Secondo il brano estratto, in che anno il Partito radicale ottenne per la prima volta il diritto alle "Tribune" elettorali?

■ Brano estratto ■

☆ ☆ ☆ ☆

Era stato così per il Pci, quando la questione della Federconsorzi, una delle "verità" del regime di quegli anni, divenne, attraverso le martellanti domande di Pajetta a "Tribuna politica", verità conosciuta di tutti gli italiani. E fu così per la LID quando la questione del divorzio a lungo espulsa dal video, divenne oggetto di dibattito e di scontro politico non censurato, non smorzato, non mediato dai giornalisti televisivi. Fu così nel 68/69/70 per il "movimento" studentesco e quello sindacale. Fu così per il Partito radicale quando riusci a strappare, nel 1976, per la prima volta, per se e per le altre forze extraparlamentari quel diritto alle "Tribune" elettorali" che era stato negato, ancora nel 1972, alle liste extraparlamentari del "Manifesto".
Allora parlavamo di movimenti d'opinione perché, bene o male, la gente poteva farsi un opinione.
Il lavoratore riconosceva nei più la sua identica condizione di cittadino non tutelato dalla legge nel suo luogo di lavoro ed era quindi disponibile ad essere coinvolto nella lotta politica anche quando la proposta proveniva da gruppi minoritari. Il separato riconosceva negli altri "fuorilegge del matrimonio" il suo stesso dramma e quindi si mobilitava, si sentiva affrancato dal peccato e capace di impegnarsi per cambiare la legge iniqua.
Anche quando l'informazione era scarsa, ma non completamente oscurata, la conoscenza individuale si saldava con la consapevolezza collettiva utilizzando anche gli sprazzi d'informazione e di verità. Bastava forare il muro del silenzio con una bestemmia o un grido, trasmesso in tutte le case, identici a quelli che ognuno aveva sentito nel luogo di lavoro o sul tavolo della mammana, perché ognuno si riconoscesse nell'altro. E abbiamo avuto lo statuto dei lavoratori e la legge sull'aborto.

☆ ☆ ☆ ☆

■ Estratti dei record ■
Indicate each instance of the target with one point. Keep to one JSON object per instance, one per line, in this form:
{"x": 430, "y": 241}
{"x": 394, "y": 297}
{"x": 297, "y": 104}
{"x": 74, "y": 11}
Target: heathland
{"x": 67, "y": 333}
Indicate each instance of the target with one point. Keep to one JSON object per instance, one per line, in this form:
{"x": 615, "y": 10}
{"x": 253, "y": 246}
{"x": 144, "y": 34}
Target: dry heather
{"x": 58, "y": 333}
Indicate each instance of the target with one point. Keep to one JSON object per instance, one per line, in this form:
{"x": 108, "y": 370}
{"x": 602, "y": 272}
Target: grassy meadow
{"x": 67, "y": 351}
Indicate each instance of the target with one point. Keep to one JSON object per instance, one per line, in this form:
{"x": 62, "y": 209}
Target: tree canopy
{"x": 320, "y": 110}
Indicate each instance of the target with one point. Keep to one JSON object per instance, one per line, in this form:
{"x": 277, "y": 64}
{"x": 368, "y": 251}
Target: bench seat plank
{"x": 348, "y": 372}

☆ ☆ ☆ ☆

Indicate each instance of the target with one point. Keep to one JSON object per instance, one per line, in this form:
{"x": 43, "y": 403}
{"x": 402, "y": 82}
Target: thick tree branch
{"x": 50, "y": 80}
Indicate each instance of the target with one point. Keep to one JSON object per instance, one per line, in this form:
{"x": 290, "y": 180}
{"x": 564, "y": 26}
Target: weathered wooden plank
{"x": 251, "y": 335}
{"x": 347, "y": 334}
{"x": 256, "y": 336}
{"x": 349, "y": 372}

☆ ☆ ☆ ☆

■ Risposta ■
Nel 1976.